(Stored data)

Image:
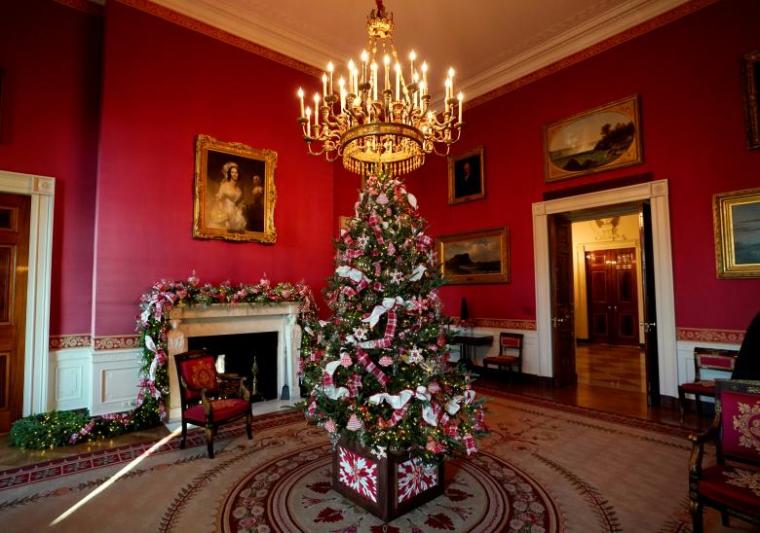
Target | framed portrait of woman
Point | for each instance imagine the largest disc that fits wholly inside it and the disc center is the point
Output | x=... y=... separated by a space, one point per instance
x=234 y=192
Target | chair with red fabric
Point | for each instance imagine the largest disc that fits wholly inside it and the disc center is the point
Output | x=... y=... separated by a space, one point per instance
x=202 y=399
x=510 y=353
x=733 y=484
x=705 y=359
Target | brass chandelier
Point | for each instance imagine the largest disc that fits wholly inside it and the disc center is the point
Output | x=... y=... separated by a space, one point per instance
x=380 y=122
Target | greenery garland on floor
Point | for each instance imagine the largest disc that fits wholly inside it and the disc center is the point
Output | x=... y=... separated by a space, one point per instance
x=58 y=428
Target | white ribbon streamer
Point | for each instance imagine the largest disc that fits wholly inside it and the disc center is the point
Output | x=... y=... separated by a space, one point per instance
x=351 y=273
x=398 y=401
x=452 y=407
x=335 y=393
x=149 y=344
x=153 y=368
x=412 y=200
x=428 y=415
x=380 y=310
x=417 y=273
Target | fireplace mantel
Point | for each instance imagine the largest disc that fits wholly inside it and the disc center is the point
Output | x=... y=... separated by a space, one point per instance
x=225 y=319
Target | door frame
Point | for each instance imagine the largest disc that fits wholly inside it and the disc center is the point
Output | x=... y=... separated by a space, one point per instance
x=41 y=189
x=656 y=192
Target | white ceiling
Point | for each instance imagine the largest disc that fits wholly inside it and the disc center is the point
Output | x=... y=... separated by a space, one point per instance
x=488 y=42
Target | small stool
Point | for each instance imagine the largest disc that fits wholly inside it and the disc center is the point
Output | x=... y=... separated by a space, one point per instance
x=705 y=358
x=510 y=353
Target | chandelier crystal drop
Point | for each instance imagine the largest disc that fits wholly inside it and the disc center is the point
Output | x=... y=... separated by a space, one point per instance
x=378 y=118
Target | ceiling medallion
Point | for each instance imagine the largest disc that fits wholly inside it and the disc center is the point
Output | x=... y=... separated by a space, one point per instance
x=380 y=122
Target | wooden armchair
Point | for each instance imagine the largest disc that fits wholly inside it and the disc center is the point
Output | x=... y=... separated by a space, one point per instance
x=202 y=394
x=510 y=353
x=733 y=484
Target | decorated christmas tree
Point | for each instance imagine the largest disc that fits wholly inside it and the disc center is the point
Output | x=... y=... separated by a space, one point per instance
x=378 y=370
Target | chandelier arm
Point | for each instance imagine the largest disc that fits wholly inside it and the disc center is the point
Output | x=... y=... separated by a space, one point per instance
x=373 y=127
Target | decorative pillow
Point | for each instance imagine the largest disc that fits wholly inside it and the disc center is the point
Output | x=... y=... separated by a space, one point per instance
x=740 y=421
x=200 y=373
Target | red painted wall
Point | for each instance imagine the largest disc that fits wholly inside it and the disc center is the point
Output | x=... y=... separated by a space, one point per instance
x=163 y=85
x=687 y=74
x=50 y=55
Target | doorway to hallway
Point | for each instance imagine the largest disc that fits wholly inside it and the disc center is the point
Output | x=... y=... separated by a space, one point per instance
x=608 y=301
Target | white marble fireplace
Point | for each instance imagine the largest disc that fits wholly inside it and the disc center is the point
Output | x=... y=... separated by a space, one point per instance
x=223 y=319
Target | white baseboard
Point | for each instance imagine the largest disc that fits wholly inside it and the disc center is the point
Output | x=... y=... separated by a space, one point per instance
x=114 y=380
x=70 y=379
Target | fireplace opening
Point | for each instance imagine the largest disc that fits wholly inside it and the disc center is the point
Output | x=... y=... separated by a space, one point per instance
x=239 y=351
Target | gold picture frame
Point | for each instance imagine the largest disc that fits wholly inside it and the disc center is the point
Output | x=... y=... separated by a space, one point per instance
x=466 y=176
x=475 y=257
x=736 y=222
x=603 y=138
x=752 y=98
x=234 y=193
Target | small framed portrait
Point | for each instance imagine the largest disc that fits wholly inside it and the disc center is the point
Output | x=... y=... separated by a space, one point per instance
x=466 y=177
x=475 y=257
x=752 y=98
x=234 y=193
x=600 y=139
x=736 y=220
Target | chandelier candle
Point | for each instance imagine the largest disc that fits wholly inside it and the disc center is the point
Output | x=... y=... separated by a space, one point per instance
x=375 y=128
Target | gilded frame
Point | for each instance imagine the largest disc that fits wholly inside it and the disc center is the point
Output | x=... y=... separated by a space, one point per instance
x=492 y=243
x=752 y=98
x=725 y=223
x=456 y=179
x=582 y=125
x=239 y=209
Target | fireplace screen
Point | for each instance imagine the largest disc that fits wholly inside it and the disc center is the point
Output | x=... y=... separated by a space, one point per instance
x=239 y=353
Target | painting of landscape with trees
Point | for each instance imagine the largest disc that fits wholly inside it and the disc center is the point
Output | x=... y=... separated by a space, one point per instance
x=603 y=138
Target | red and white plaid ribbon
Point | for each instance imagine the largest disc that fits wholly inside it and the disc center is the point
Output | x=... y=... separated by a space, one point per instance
x=354 y=384
x=423 y=242
x=395 y=418
x=390 y=332
x=374 y=223
x=372 y=368
x=470 y=445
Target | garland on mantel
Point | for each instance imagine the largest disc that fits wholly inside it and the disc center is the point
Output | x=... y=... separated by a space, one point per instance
x=49 y=430
x=153 y=326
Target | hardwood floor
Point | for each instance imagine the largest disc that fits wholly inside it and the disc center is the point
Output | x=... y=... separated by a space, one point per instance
x=617 y=401
x=607 y=365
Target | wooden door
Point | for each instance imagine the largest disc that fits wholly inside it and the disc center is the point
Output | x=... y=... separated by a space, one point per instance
x=649 y=320
x=14 y=262
x=613 y=296
x=563 y=327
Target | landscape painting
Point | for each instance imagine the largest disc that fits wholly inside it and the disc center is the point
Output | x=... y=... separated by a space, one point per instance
x=601 y=139
x=737 y=234
x=477 y=257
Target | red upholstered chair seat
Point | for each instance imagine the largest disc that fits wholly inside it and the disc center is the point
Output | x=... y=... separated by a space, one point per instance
x=703 y=388
x=732 y=485
x=510 y=353
x=220 y=409
x=203 y=390
x=501 y=359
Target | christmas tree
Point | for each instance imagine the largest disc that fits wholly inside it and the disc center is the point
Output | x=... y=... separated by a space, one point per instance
x=379 y=369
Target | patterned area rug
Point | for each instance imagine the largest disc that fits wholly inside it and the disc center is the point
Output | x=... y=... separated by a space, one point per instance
x=544 y=468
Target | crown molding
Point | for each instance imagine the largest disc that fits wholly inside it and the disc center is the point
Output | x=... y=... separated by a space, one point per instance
x=222 y=14
x=603 y=26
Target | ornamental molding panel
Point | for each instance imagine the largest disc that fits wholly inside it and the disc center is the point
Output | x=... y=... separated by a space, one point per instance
x=37 y=366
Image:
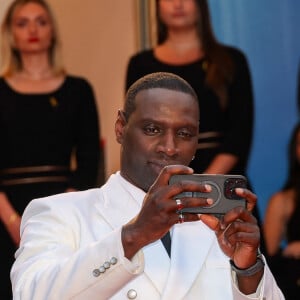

#### [EXERCISE DETAILS]
All lines above that include the word "mantel" must be copied into the answer.

#### [EXERCISE ANSWER]
Target | fireplace mantel
Target | garland on mantel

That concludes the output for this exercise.